MATERIAL FOR THE TASK =

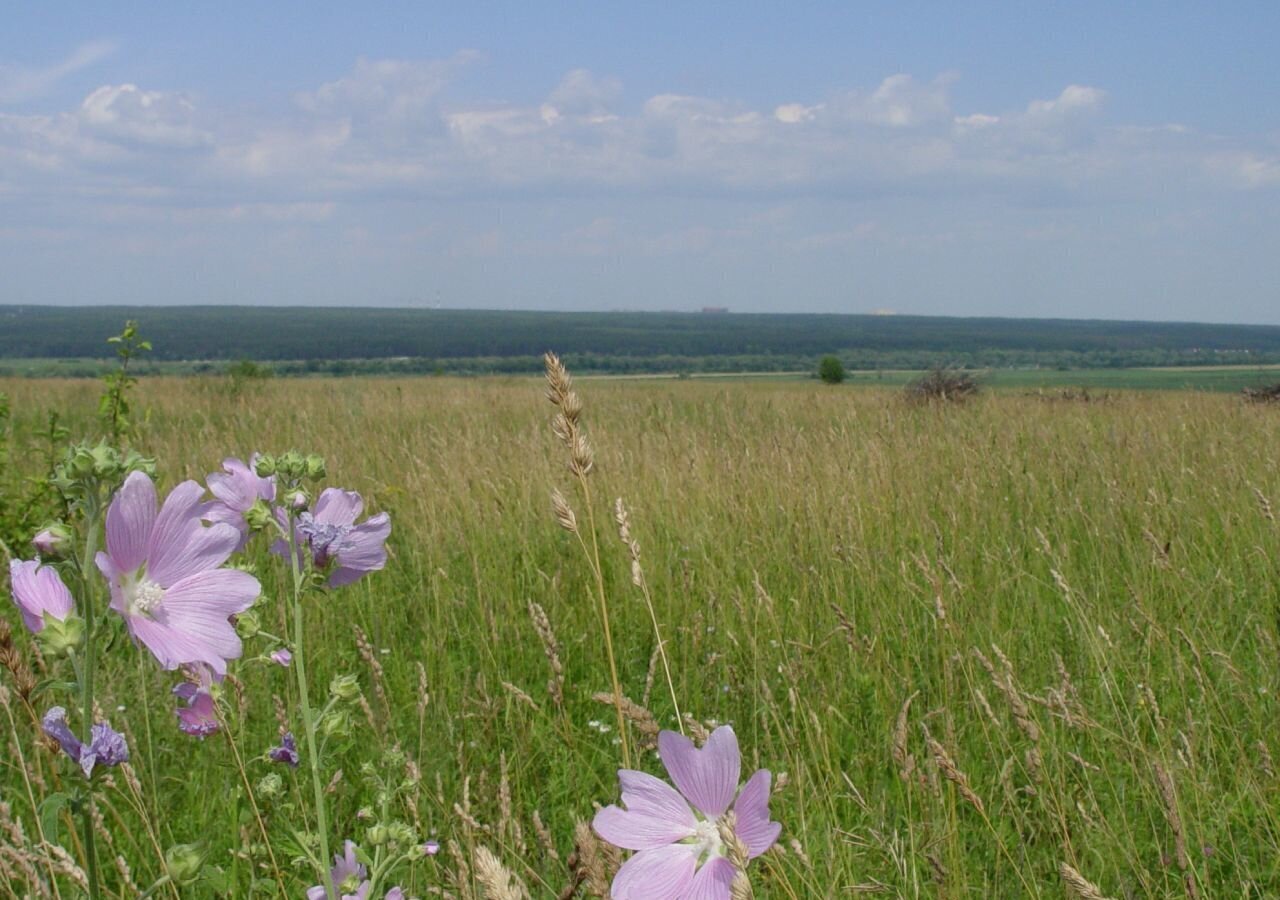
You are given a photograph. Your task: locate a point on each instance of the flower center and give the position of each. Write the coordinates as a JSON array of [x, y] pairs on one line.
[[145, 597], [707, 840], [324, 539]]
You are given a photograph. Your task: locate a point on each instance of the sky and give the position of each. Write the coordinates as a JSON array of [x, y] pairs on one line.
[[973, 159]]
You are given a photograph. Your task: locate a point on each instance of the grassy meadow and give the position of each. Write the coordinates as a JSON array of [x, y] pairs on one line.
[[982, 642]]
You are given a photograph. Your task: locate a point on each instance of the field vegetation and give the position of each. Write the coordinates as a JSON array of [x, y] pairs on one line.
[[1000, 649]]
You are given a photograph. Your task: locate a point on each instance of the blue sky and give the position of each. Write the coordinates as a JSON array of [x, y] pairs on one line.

WRITTEN TASK = Turn every line of the listing above into a JSON list of strings, one string per line. Skip blank lines and leave the picture out.

ANSWER TO THE TASK =
[
  "You are given a photograph. Your task: locate a point on each instance of the flower center and give the position of each. Write the coordinates as a JSON array of [x, y] pairs on one line.",
  "[[145, 597], [707, 840], [324, 539]]",
  "You are given a photograph. Your task: locate a point on each instance of the sky and give the position of each. Write the coordinates as a JSON array of [x, y] pairs on one line.",
  "[[973, 159]]",
  "You are given a photograph. Your task: locate a point on each instance of the grassy meadow and give the position of each. Write the coordinates as a JSON array of [x, y] pairs on one line.",
  "[[982, 642]]",
  "You are given a photograph. Your task: locate a point on each instance of the field vegetation and give the position of each. Write the coordinates as a JSON array of [x, y] pairs on one line.",
  "[[1000, 649]]",
  "You are given a photograph. Your task: locate a point on each instance of the blue sky and give the position of each. Write the coordinates as a JSON array of [x, y] pairs on one line."
]